# Roaches...



## Valael (Mar 16, 2003)

Which one?



I've been trying to find a decent roach for a decent price for a while now, and it seems as htough Kelly Swift has the best selection for the price.



So which should I go with? Lobster Roach (Nauphoeta cinerea) or Surinam Roaches (Pycnoscelus surinamensis)?



I realize Lobster Roaches are the most popular, but being different is kind of nice, too.


The big advantage with the Suriname roaches is that (According to Swift's site), they're all female.  As a breeding amature, htis sounds as though it's pretty easy to deal with.  On the negative side, it says they like to hide under the dirt, too.



I'm wanting something as a tarantula feeder, and possibly a lizard feeder.  (I've had bearded dragons in the past, but got rid of them due to the 35 - 39 minute drive to get Crickets.)


----------



## Frank (Mar 16, 2003)

For the things I know about roaches, you could go with madagascar hissing, they are good feeder, don't hide under the dirt, don't fly, hmm and that's it lol  oh yeah they are cheap too 





Frank


----------



## Valael (Mar 16, 2003)

Well, from everything I've heard, a lot of tarantulas won't bother with them because of their hard shells.




That and the fact that they're usually close to a dollar a piece..





I can get the above roaches for 3 dozen for $25 on Swiftinverts.com


----------



## Frank (Mar 16, 2003)

I'm not sure if that's true, but I've heard that for hissers, they can be given to Ts if hissers are 1 1/2 inch and less...






Frank


----------



## atavuss (Mar 16, 2003)

another thing to consider is that does it matter to you if the roach can climb glass or plastic containers?  I prefer death head roaches so I don't have to worry about them climbing out and escaping their bin.
Ed


----------



## Wade (Mar 16, 2003)

There seems to be a certain amount of trade off with these roaches. If they can't climb glass, then they hide under the substrate. Glass climbing might be a good thing when feeding an aboreal critter.

Most of my T's will accept hissers, but a few reject them. The Blaberus sp. (death heads) are usually more readily accepted. 

One trick that works when feeding non-glass climbing roaches to herps is to use a smooth-sided ceramic or plastic dish and put the roaches in that. The lizards (or in my case frogs) quickly learn to find them there.

Wade


----------



## Code Monkey (Mar 16, 2003)

I've got to sing the praises of the orange spotted roach (Blaptica dubia). No glass or plastic climbing abilities, no smell, big enough as adults for anything short of a blondi, and the perfect size at birth for most slings. They live up to 2 years as adults and breed at a pretty good clip. I started with 18 nymphs in June, had breeding adults by late October, and am now able to feed my smaller slings off the wee ones. As soon as I get a new crop of adults I'll start feeding  from the larger nymphs.

★ ★ ★

- _DIRECTIONS_:
1/ Translate this sentence from the forum thread about feeder roaches into Spanish: "The Blaberus sp. (death heads) are usually more readily accepted."
2/ Continue the forum thread about feeder roaches from where it stops.

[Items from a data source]
★ ★ ★

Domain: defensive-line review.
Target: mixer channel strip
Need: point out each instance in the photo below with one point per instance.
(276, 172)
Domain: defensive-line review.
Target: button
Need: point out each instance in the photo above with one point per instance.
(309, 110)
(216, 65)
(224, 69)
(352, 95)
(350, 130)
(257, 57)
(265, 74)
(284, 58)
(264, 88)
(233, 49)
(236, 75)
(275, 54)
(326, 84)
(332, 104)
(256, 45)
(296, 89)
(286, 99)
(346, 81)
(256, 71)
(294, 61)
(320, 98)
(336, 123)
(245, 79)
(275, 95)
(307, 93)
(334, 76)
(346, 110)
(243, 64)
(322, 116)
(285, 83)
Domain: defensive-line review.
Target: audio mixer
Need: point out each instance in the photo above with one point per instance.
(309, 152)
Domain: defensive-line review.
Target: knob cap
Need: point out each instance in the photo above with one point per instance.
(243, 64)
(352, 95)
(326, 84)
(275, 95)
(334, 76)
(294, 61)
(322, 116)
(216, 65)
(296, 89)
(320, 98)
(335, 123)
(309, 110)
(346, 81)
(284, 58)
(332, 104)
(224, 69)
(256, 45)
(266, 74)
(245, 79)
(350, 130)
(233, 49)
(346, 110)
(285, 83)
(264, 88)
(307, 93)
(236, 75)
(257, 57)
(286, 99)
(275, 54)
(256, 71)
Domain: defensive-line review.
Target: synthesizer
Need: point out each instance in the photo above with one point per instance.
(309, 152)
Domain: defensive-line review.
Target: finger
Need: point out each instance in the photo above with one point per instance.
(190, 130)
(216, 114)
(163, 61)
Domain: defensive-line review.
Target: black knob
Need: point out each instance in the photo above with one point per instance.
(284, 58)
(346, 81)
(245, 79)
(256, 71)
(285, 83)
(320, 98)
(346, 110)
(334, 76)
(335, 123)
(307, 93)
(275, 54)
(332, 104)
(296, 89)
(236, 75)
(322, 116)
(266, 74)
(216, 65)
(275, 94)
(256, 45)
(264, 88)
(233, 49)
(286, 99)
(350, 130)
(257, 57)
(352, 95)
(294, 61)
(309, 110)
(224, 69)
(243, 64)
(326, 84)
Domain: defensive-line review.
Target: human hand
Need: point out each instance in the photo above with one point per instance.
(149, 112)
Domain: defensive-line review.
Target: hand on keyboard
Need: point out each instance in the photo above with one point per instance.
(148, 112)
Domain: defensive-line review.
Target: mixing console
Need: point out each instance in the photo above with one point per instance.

★ ★ ★

- _RESULTS FOR EACH TASK_:
1/ Los Blaberus sp. (cabezas de muerte) suelen ser aceptados con más facilidad.

2/
That's the only down side to a roach colony, they do take a while to get established, but once they do, whoa. I started with 18 nymphs, have fed two of the adults to my Ts as test subjects, and now have a couple of hundred already. It will be an unbelievable number by this summer.


----------



## Botar (Mar 16, 2003)

I've had the same results as CM with my Giant Cave Roaches... the scientific name escapes me at the moment.  I started with about 15 nymphs in October and I've just recently seen my first babies.  

I also had a colony of Lobsters, but I quickly had hundreds and as glass climbers, they made me pretty nervous.  You put one in a kritter keeper and if the T doesn't get it, you've got to worry about them getting out through the ventilation slots.  I ended up freezing mine.

Botar


----------



## Wade (Mar 16, 2003)

> _Originally posted by Botar _
> *I've had the same results as CM with my Giant Cave Roaches... the scientific name escapes me at the moment.
> 
> Botar *


Blaberus gigantea, I think. Don't have my references with me at the moment.


Wade


----------



## Botar (Mar 16, 2003)

B. gigantea or gigantica?  

Botar


----------



## Code Monkey (Mar 17, 2003)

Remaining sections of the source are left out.